• _DIRECTIONS_
Reproduce the article on Electroimpact word for word, from its first line to its last.
-- Begin EXTRACT PROVIDED --
Issue Jul Aug 16
When Electroimpact provides a new piece of assembly line equipment or an automated machine to an aerospace manufacturer, the company is not just selling a product – it’s selling engineering. About 550 members of its 800-person staff have engineering degrees. Those engineers are empowered to procure items, design, assemble and install equipment – whatever it takes to get the job done.
Electroimpact Vice President John Hartmann calls it the “cradle to the grave” model. “By giving those engineers their ownership they give it their all because it’s a reflection of their work,” he explains.
Being engineer-focused means that Electroimpact contributes more to its customers’ assembly lines, resulting in a better product than another company that may just be integrating technology without looking at the wider impact. Manufacturing customers who buy a piece of equipment from a third party that must integrate the equipment into the existing production line are potentially limited by the third party’s capabilities. As an OEM, Electroimpact can drive the whole system and determine what it can do instead of having to adapt the equipment to what is already in place. It can also provide full factory integration for complete assembly lines.
“The engineers have a lot of ownership in what they’re doing,” Hartmann says. “We have a lot of the pieces now. A lot of integrators tend to be just that, integrators. Their job is to bring a lot of the pieces in from other manufacturers to try to create something. We tend to have a lot of that technology required.”
Speed is another advantage. Because Electroimpact manufactures its systems, the company can make adjustments without having to coordinate with numerous vendors and equipment suppliers. “The fact that we control a lot of that technology means we can make that change almost instantly,” Hartmann says.
-- End EXTRACT PROVIDED --
-- Begin INFORMATION SUPPLIED --
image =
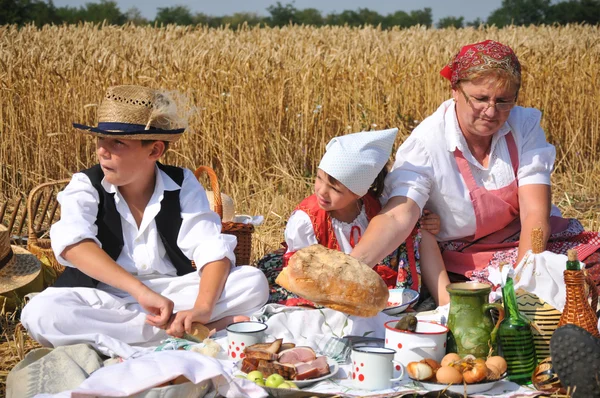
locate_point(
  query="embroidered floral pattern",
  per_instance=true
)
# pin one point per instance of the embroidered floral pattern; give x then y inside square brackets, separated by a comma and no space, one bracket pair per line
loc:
[488,54]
-- End INFORMATION SUPPLIED --
• _COMPLETE RESPONSE_
Issue Jul Aug 16
When Electroimpact provides a new piece of assembly line equipment or an automated machine to an aerospace manufacturer, the company is not just selling a product – it’s selling engineering. About 550 members of its 800-person staff have engineering degrees. Those engineers are empowered to procure items, design, assemble and install equipment – whatever it takes to get the job done.
Electroimpact Vice President John Hartmann calls it the “cradle to the grave” model. “By giving those engineers their ownership they give it their all because it’s a reflection of their work,” he explains.
Being engineer-focused means that Electroimpact contributes more to its customers’ assembly lines, resulting in a better product than another company that may just be integrating technology without looking at the wider impact. Manufacturing customers who buy a piece of equipment from a third party that must integrate the equipment into the existing production line are potentially limited by the third party’s capabilities. As an OEM, Electroimpact can drive the whole system and determine what it can do instead of having to adapt the equipment to what is already in place. It can also provide full factory integration for complete assembly lines.
“The engineers have a lot of ownership in what they’re doing,” Hartmann says. “We have a lot of the pieces now. A lot of integrators tend to be just that, integrators. Their job is to bring a lot of the pieces in from other manufacturers to try to create something. We tend to have a lot of that technology required.”
Speed is another advantage. Because Electroimpact manufactures its systems, the company can make adjustments without having to coordinate with numerous vendors and equipment suppliers. “The fact that we control a lot of that technology means we can make that change almost instantly,” Hartmann says.